EXTRACT PROVIDED:
⟨

# Tsuru/Sentra Parts



## lopezsentra (Jul 18, 2005)

I got a 92 sentra and i want to do some mods (ex. tsuru conversonin, enging, tail lights) and i was wondering if the after market tail lights from a tsuru will fit a sentra same thing wit projector headlights? Oh and any body recomed what engine i should swap it with i got a 1.6l automatic and does any body now were to get projector headlights for a sentra mabye imported?


----------



## RBI*04 (Sep 10, 2004)

the only headlights ive seen for the B13 are the Tsuru headlights. and as far as the engine, you'd prolly wanna go with an SR20


----------



## invincibleghost (Sep 8, 2006)

ebay got the tsuru headlight 
upgrade to the sr20det motor
check me out on cardomain and tell me what you think 
invincibleghost , 91 sentra n.c


----------



## HATEnFATE (Dec 24, 2002)

Well....you used to be able to get the Tsuru's from Greg at Mossy Nissan but he's since left and starting his own company. If you do a search for Greg and mossy you should get his new number and company info. 

If I remember right the rear taillights are the same or so close you wont even know the difference. 

On a 92 Sentra you'll have to buy the two side pieces under the headlamps froma 93-93 Sentra and you'll have to re-wire your headlamps to accept an H4 bulb. If you start with a 93-94, you'll have to do none of since they're already wired and already have those lamp pieces. 

Since you don't like your engine and what to swap, here's what I would suggest to save you time and lots of money. Sell your 92 and get what it's worth. It's still a good car from the sound of it and should get you some extra money. 
Buy a 93-94 SE-R. You've got an SR20 now at no extra charge, no wiring headaches, 5 spd trans and LSD. All of this for under 2000 dollars if you find the right seller. All you need to do now is buy a tsuru kit, bolt it on, and buy your turbo parts and bolt them in place along with the fuel system and all, etc. etc. etc.......

Much less money and a fun car for under 5k.


----------



## invincibleghost (Sep 8, 2006)

well ive had the 1.6 ga and the ser sentra there is very little substantial power difference. whats holding you power back is the automatic trans and money.the ser20det is a very tough and durable motor.i took my 1.6 ga sentra and put the gtir motor in it and i ran into very little wire problems. i took my car to the tracks and ran 8.5. without turning up the boost.
th biggest problem i had was taking off the awd trans and putting the fwd in.
if your making a race car go all out.if your making a strong daily driver this would be a costly adventure.


----------



## HATEnFATE (Dec 24, 2002)

^^^^^

I'm afraid I'm going to have to disagree with you there. There is quite a difference in power between the GA and the SR. There's a big difference between the two. 

I've done this before. I've turbo'd NA SR20's. I've re-wired these cars. Please don't give out the wrong information on this board. If your going all out then sure, do what you want to do with your GA and have a good time but make sure you have the time and money to invest. If you've already got the SE-R. You can drive your car until you have all your parts and then make a short weekend project, even with just a little knowlege of whats going on.

⟩

GIVEN TASK: Which distinct usernames post in the Tsuru/Sentra parts thread? List each one once.

GIVEN DATA:
⟨

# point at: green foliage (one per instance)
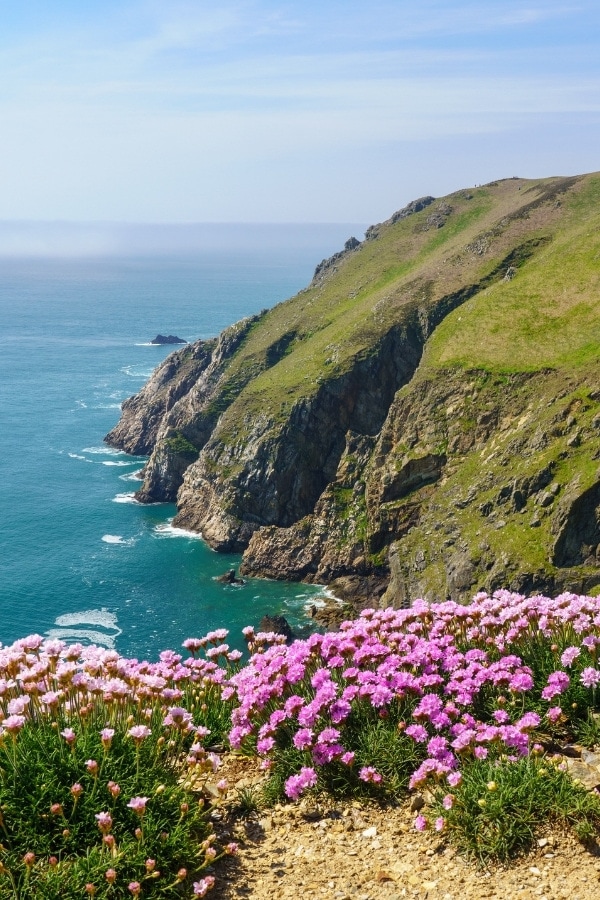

⟩

FINAL ANSWER:
lopezsentra
RBI*04
invincibleghost
HATEnFATE